[MATERIAL FOR THE TASK]
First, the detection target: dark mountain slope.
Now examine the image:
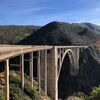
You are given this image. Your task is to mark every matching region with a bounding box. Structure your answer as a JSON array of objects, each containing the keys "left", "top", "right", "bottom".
[
  {"left": 19, "top": 22, "right": 100, "bottom": 45},
  {"left": 73, "top": 23, "right": 100, "bottom": 34},
  {"left": 0, "top": 25, "right": 40, "bottom": 44}
]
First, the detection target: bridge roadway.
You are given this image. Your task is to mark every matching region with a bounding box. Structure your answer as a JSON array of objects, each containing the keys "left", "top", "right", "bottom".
[{"left": 0, "top": 45, "right": 88, "bottom": 100}]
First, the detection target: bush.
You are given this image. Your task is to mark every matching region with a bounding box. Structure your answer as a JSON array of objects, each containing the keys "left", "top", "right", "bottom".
[{"left": 88, "top": 86, "right": 100, "bottom": 100}]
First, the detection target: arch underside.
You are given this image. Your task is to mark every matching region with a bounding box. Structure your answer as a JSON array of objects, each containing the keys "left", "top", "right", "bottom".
[{"left": 58, "top": 50, "right": 75, "bottom": 99}]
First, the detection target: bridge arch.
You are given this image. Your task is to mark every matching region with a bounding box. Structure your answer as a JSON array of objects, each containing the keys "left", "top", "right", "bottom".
[
  {"left": 58, "top": 49, "right": 76, "bottom": 79},
  {"left": 58, "top": 49, "right": 76, "bottom": 99}
]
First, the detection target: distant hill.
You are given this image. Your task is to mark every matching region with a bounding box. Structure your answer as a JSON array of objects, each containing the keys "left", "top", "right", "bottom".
[
  {"left": 73, "top": 22, "right": 100, "bottom": 34},
  {"left": 0, "top": 25, "right": 40, "bottom": 44},
  {"left": 19, "top": 22, "right": 100, "bottom": 45}
]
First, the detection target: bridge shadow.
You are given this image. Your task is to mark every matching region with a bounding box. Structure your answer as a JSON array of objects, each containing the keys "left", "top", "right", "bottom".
[{"left": 58, "top": 54, "right": 76, "bottom": 100}]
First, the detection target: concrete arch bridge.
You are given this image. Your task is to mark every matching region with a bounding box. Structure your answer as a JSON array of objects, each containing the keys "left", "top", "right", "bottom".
[{"left": 0, "top": 45, "right": 88, "bottom": 100}]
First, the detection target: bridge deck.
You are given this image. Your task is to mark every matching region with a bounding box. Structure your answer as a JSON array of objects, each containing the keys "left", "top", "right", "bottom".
[{"left": 0, "top": 45, "right": 53, "bottom": 61}]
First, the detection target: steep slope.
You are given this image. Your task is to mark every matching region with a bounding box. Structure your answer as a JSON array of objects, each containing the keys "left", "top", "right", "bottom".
[
  {"left": 19, "top": 22, "right": 100, "bottom": 45},
  {"left": 0, "top": 25, "right": 40, "bottom": 44},
  {"left": 73, "top": 23, "right": 100, "bottom": 34}
]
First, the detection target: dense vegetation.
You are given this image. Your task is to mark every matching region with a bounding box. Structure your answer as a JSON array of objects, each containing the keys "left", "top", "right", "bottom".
[
  {"left": 0, "top": 25, "right": 40, "bottom": 44},
  {"left": 0, "top": 71, "right": 51, "bottom": 100}
]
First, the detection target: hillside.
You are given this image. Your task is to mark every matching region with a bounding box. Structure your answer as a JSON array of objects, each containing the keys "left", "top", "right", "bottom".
[
  {"left": 19, "top": 22, "right": 100, "bottom": 45},
  {"left": 0, "top": 25, "right": 40, "bottom": 44},
  {"left": 73, "top": 22, "right": 100, "bottom": 34}
]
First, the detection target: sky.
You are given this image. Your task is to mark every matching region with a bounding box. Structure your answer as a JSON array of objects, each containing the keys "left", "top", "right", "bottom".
[{"left": 0, "top": 0, "right": 100, "bottom": 26}]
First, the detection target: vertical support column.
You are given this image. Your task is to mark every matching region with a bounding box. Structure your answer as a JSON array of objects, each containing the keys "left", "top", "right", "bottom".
[
  {"left": 5, "top": 59, "right": 9, "bottom": 100},
  {"left": 20, "top": 54, "right": 24, "bottom": 89},
  {"left": 37, "top": 51, "right": 41, "bottom": 92},
  {"left": 30, "top": 52, "right": 33, "bottom": 87},
  {"left": 44, "top": 50, "right": 47, "bottom": 94},
  {"left": 53, "top": 46, "right": 58, "bottom": 100}
]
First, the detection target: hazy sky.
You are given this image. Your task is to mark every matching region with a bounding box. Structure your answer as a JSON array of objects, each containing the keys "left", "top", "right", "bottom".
[{"left": 0, "top": 0, "right": 100, "bottom": 25}]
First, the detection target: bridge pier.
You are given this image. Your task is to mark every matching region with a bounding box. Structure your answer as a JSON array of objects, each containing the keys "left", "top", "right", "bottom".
[
  {"left": 29, "top": 52, "right": 33, "bottom": 87},
  {"left": 37, "top": 51, "right": 41, "bottom": 92},
  {"left": 5, "top": 59, "right": 9, "bottom": 100},
  {"left": 20, "top": 54, "right": 24, "bottom": 89},
  {"left": 47, "top": 47, "right": 58, "bottom": 100},
  {"left": 40, "top": 50, "right": 47, "bottom": 94}
]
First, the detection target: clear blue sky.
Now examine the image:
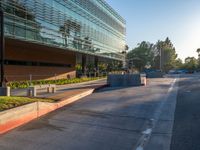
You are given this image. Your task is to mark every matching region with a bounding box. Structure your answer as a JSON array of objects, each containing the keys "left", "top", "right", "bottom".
[{"left": 106, "top": 0, "right": 200, "bottom": 59}]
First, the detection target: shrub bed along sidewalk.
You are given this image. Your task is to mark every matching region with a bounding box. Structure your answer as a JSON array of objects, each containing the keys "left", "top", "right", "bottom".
[
  {"left": 0, "top": 96, "right": 56, "bottom": 111},
  {"left": 7, "top": 77, "right": 104, "bottom": 89}
]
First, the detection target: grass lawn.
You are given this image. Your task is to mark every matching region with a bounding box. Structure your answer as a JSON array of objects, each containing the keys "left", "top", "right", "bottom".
[{"left": 0, "top": 96, "right": 55, "bottom": 111}]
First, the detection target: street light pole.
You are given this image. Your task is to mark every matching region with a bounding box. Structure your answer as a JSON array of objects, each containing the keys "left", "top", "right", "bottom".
[
  {"left": 160, "top": 48, "right": 162, "bottom": 71},
  {"left": 0, "top": 10, "right": 5, "bottom": 87}
]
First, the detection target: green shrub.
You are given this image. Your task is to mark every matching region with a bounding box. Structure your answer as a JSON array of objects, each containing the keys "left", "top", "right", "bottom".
[{"left": 7, "top": 77, "right": 104, "bottom": 89}]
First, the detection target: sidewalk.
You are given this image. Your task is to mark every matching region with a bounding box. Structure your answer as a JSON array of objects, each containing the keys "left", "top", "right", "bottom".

[GIVEN EXERCISE]
State how many lines in the records above contain the word "bridge", taking case into account, and give only that number.

[WRITTEN RESPONSE]
6